§ **Tasks**
- A) In the passage on choosing a lens for street and travel photography, why does the writer consider a wide aperture essential?
- B) Rewrite the paragraph of the passage on choosing a lens for street and travel photography that begins "On the other hand, you may be approaching" as a concise bulleted list that retains its main facts.
- C) Continue the passage on choosing a lens for street and travel photography, beginning after its final sentence.

§ **Extracted text**

If you were to ask me what the best lens for street and travel photography is, the first thing I would advise you to do, is to think about what you need from the lens. In my case, the following criteria are important to me – your list, of course, may differ.
- The lens should be small, lightweight, and unobtrusive.
- The optical quality must be excellent.
- Autofocus performance needs to be very good.
- As I sometimes shoot in low light, a wide aperture is a must.
These criteria should point to several lenses that may be suitable for you. Perhaps you own these lenses already – in which case the next step is to take them out into the street, and take some photos with them. This is important, because you may find that in practice, the lens you prefer to use is different from the one you thought might be best.
For example, you may think that a zoom lens will come in useful because of the convenience of being able to quickly adjust focal length. But in reality, find that you prefer a prime lens with a wider aperture for shooting in low light, or using selective focus.
On the other hand, you may be approaching this exercise with the intent of choosing a lens to buy. It’s difficult to test a lens if you don’t already own it, although you may be able to borrow or rent it. If you can’t do that, the next best thing to do is to go online and do some research. Read some reviews of the lens. Look for articles written by photographers whose photos you like, who also use the lens you’re considering. Go onto Flickr and see if there is a group dedicated to the lens. Explore some good quality forums, ask the members if anybody owns the lens, and what they think of it.

§ **Listing**
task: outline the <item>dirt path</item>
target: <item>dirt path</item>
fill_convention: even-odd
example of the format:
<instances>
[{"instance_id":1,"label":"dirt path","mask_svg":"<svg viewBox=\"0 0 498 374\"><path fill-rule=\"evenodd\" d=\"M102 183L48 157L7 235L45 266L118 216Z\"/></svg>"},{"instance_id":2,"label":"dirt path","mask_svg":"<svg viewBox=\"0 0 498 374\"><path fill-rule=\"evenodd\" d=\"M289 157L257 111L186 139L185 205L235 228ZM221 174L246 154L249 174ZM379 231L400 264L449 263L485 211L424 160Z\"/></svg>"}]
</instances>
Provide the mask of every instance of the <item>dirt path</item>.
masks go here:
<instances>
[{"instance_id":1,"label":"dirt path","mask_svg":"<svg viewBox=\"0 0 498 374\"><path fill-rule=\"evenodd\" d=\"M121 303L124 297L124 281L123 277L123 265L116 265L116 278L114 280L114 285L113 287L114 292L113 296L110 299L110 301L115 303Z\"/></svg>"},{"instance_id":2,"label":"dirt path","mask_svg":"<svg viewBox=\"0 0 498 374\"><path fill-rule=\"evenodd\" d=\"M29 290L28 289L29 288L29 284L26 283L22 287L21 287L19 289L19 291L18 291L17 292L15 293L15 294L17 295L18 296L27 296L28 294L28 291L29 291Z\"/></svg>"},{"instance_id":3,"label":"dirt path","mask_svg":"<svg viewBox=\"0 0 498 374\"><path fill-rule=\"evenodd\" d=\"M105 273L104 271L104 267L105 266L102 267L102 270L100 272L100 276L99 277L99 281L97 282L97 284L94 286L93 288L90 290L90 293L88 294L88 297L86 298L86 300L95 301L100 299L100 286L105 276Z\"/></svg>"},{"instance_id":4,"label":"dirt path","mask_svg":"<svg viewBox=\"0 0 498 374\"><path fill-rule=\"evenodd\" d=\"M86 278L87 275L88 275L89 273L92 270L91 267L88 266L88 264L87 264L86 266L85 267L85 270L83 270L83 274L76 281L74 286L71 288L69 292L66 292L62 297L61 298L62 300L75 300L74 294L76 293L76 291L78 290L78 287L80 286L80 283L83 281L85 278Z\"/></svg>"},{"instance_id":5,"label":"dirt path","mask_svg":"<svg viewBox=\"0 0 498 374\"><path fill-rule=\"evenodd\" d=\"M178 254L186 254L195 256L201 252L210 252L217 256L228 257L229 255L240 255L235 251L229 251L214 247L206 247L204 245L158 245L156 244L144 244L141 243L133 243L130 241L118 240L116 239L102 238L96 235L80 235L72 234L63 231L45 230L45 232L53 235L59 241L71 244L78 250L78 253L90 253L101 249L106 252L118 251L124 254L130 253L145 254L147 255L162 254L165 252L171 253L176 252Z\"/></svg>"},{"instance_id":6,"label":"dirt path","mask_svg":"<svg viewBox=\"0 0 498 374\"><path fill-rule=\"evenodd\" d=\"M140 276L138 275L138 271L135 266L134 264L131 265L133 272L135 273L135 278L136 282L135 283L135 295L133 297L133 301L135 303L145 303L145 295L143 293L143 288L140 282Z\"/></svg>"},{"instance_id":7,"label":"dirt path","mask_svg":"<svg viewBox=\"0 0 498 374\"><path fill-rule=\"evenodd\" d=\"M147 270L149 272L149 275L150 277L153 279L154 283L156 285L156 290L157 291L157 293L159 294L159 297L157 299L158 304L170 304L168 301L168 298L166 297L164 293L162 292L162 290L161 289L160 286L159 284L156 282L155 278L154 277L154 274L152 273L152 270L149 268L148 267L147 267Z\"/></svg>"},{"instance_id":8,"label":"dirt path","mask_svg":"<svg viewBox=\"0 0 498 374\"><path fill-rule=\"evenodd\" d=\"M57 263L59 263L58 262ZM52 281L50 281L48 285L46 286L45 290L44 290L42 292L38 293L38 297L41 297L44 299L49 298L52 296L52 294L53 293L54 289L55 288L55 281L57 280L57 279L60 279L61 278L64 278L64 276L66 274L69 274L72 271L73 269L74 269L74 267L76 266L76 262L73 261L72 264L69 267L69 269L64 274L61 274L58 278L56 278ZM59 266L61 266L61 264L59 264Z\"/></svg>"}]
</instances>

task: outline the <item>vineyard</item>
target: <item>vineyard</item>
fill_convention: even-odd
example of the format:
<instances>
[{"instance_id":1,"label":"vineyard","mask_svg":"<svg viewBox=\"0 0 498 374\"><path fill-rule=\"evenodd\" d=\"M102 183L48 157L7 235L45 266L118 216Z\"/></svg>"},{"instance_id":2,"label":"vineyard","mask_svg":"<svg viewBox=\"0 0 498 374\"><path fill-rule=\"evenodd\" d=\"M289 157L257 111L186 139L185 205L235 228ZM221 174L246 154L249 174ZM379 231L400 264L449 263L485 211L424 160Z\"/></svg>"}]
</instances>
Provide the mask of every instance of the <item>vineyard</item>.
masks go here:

§ **Answers in order**
- A) The writer sometimes shoots in low light.

- B)
- If you intend to buy a lens, testing it is difficult unless you already own it, though borrowing or renting may be possible.
- Failing that, research it online:
  - Read reviews of the lens.
  - Find articles by photographers whose photos you like who also use the lens.
  - Check Flickr for a group dedicated to the lens.
  - Ask members of good-quality forums whether anyone owns the lens and what they think of it.

- C)
My favorite lens
By now you are probably wondering what is my favorite lens for street and photography. The answer is – the Fujinon 35mm f/1.4 lens. To be honest, this has come as a surprise to me. When I first bought into the Fujifilm camera system, I thought that I would either prefer a short telephoto lens (such as the 56mm f/1.2) or a moderate wide-angle (like the 18mm f/2 pancake lens) for street and travel photography.
But in practice, I’ve found that I prefer the 35mm. It has received a lot of praise since it was released with the X-Pro-1 several years ago, and is a standard prime lens (for APS-C cameras). The angle-of-view is very similar to that of a 50mm lens on a full-frame camera, or a 25mm lens on a Micro four-thirds camera.
So, why has this lens worked so well for me? The short answer is that it is extremely versatile. I prefer to take the simple approach to street photography, and that means reducing the number of choices that I have to make. Using a prime means I don’t have to think about focal length, yet the versatility of this lens means I can use it a number of different ways.
For example, when photographing people I can keep my distance and frame the person in the context of their environment.
Or I can get closer and concentrate more on the person.
I can also get close to the subject for a tight detail shot, like this one.
Standard lenses for street photography
Working distance is a term used in macro and close-up photography to describe how far the lens is from the subject. You can apply this concept to street, and travel photography too. If you are using a telephoto lens, you will be farther away from the subject. That’s great for not being noticed, but it can also lead to a kind of detached feeling in the image. The viewer can tell you weren’t close to the action, and there may be a sense of lack of involvement in the scene.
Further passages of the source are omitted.